**Required work**. List every city named in the passage about Brother Stan below.

Brother Stan returned to Memphis in 1974 to serve as Dean of Christian Brothers High School and to complete his MEd at the University of Memphis. He returned to Omaha in 1975 when he was appointed principal of the new, coeducational Roncalli Catholic High School, which was the result of a merger of the all-male Archbishop Rummel High School and the all-girl Notre Dame Academy. He served there for four years, leaving to attend Ministry Training Service in Denver and then taking what he had learned back to Memphis to serve as Retreat Director at the Stritch Awareness Center, a retreat center for high school students on the CBU campus.

In 1984, Brother Stan took his first assignment in California, studying at the Sacred Heart Cathedral Community, San Francisco. If “home is where the heart is,” California became Brother Stan’s new home. Over the next 15 years, he lived and worked in Sonoma at a boys’ school and in Moraga at St. Mary’s College, where he taught, coordinated outreach programs for the Brothers Community, and served as Assistant to President — except for a few months in 1993-94 when he once again returned to Memphis to serve as Interim President during a gap between the terms of Brother Theodore Drahmann and Brother Michael McGinnis. He also completed his EdD while in California at the University of San Francisco.

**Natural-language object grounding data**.
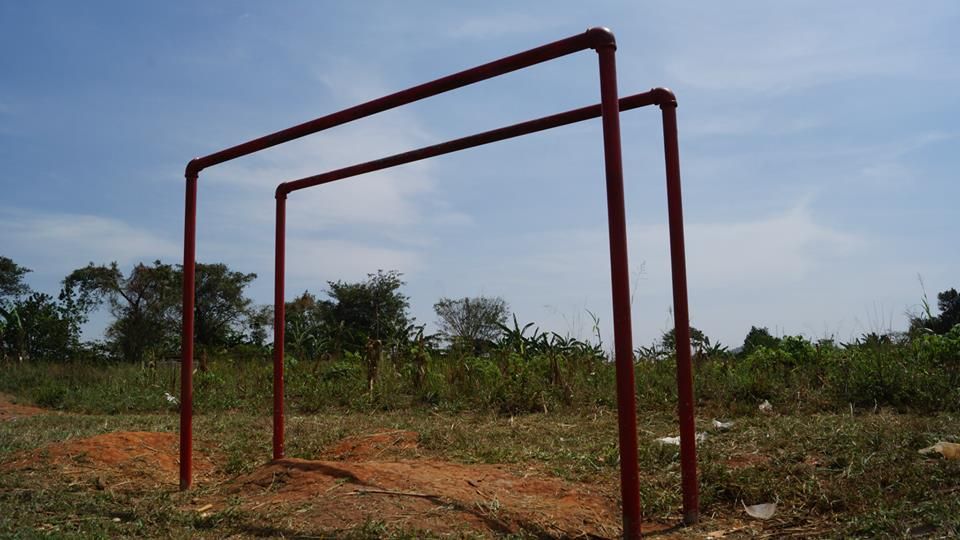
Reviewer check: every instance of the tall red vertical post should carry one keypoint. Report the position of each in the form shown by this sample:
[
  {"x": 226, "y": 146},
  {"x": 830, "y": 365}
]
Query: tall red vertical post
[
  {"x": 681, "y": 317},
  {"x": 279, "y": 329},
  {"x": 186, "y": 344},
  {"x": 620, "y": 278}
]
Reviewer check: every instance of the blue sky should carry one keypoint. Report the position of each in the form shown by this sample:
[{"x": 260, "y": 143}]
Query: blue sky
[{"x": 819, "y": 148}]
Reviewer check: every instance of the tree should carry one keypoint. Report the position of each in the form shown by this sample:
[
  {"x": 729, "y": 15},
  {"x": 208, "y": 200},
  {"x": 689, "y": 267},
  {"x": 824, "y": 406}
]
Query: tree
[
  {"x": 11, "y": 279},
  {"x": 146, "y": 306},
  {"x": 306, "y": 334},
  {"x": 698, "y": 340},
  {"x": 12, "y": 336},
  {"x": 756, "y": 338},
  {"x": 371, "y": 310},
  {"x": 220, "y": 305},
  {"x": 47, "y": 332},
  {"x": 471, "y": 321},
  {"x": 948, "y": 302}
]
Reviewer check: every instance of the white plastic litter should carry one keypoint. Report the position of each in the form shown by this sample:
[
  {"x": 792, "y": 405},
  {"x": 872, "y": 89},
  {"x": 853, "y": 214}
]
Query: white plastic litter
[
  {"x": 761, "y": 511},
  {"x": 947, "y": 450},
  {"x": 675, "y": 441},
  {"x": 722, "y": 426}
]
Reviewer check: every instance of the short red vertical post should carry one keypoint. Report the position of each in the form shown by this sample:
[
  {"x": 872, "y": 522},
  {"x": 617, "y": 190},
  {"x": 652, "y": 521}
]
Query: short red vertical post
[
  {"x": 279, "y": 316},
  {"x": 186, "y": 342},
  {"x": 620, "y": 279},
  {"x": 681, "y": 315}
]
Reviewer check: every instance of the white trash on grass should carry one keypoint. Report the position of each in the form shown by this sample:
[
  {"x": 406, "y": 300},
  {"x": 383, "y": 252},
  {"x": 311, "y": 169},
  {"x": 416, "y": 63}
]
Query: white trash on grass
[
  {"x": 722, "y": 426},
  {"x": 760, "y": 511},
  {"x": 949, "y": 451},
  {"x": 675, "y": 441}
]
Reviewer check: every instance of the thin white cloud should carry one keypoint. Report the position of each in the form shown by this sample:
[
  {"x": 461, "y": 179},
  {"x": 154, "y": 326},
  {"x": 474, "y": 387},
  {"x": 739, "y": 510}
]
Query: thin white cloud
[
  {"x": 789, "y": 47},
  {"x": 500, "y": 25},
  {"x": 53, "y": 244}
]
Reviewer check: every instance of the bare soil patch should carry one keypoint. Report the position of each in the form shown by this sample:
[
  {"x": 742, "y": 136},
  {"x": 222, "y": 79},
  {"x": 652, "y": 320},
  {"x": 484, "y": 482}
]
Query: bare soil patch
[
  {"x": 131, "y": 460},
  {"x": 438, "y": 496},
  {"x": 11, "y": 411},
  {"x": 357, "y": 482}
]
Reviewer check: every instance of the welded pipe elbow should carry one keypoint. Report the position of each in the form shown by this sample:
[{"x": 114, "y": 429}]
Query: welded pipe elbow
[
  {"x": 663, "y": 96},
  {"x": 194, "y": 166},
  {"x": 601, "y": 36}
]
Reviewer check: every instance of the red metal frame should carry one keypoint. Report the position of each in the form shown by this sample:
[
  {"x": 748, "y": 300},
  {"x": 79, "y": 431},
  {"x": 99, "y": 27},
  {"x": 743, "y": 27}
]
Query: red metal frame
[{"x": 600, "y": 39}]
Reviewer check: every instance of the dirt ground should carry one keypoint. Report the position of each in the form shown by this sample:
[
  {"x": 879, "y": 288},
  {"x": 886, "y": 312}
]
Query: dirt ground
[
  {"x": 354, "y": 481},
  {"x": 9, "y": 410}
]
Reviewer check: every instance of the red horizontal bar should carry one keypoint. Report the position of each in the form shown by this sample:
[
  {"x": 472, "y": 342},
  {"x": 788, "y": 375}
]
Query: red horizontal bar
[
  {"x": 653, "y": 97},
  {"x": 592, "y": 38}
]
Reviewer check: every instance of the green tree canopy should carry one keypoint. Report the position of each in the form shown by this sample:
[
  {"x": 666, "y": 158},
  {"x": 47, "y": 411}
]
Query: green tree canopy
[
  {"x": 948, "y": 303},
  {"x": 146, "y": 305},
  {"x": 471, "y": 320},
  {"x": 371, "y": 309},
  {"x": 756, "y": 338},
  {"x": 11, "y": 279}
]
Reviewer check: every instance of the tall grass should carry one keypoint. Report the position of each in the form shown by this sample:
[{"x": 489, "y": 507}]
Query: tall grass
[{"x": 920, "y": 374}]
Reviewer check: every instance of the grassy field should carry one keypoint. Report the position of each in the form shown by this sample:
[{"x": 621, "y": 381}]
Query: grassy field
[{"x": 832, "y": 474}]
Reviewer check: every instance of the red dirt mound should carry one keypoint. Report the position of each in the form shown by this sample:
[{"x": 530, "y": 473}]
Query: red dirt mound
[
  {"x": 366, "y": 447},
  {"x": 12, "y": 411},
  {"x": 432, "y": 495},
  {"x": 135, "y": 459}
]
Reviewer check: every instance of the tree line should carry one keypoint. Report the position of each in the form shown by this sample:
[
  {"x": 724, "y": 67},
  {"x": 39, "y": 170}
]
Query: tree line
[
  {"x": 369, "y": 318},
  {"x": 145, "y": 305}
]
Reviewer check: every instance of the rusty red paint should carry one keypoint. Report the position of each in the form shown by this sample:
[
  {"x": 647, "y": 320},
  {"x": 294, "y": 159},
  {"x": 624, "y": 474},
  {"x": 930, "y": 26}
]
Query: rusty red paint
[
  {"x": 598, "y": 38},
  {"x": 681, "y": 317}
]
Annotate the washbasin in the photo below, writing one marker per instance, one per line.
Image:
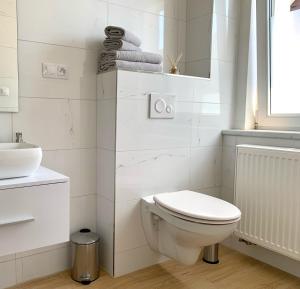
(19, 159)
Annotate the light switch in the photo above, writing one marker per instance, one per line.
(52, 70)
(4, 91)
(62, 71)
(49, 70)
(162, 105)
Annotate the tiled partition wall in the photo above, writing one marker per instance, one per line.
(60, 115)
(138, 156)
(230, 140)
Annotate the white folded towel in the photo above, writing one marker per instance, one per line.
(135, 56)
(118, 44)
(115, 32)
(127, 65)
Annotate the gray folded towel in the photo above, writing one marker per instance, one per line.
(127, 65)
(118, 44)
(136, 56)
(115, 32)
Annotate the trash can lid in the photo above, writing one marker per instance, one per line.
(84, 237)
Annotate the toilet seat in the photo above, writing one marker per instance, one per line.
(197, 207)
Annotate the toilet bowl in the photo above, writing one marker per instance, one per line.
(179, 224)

**Answer to this problem**. Memphis, Omaha, Denver, San Francisco, Sonoma, Moraga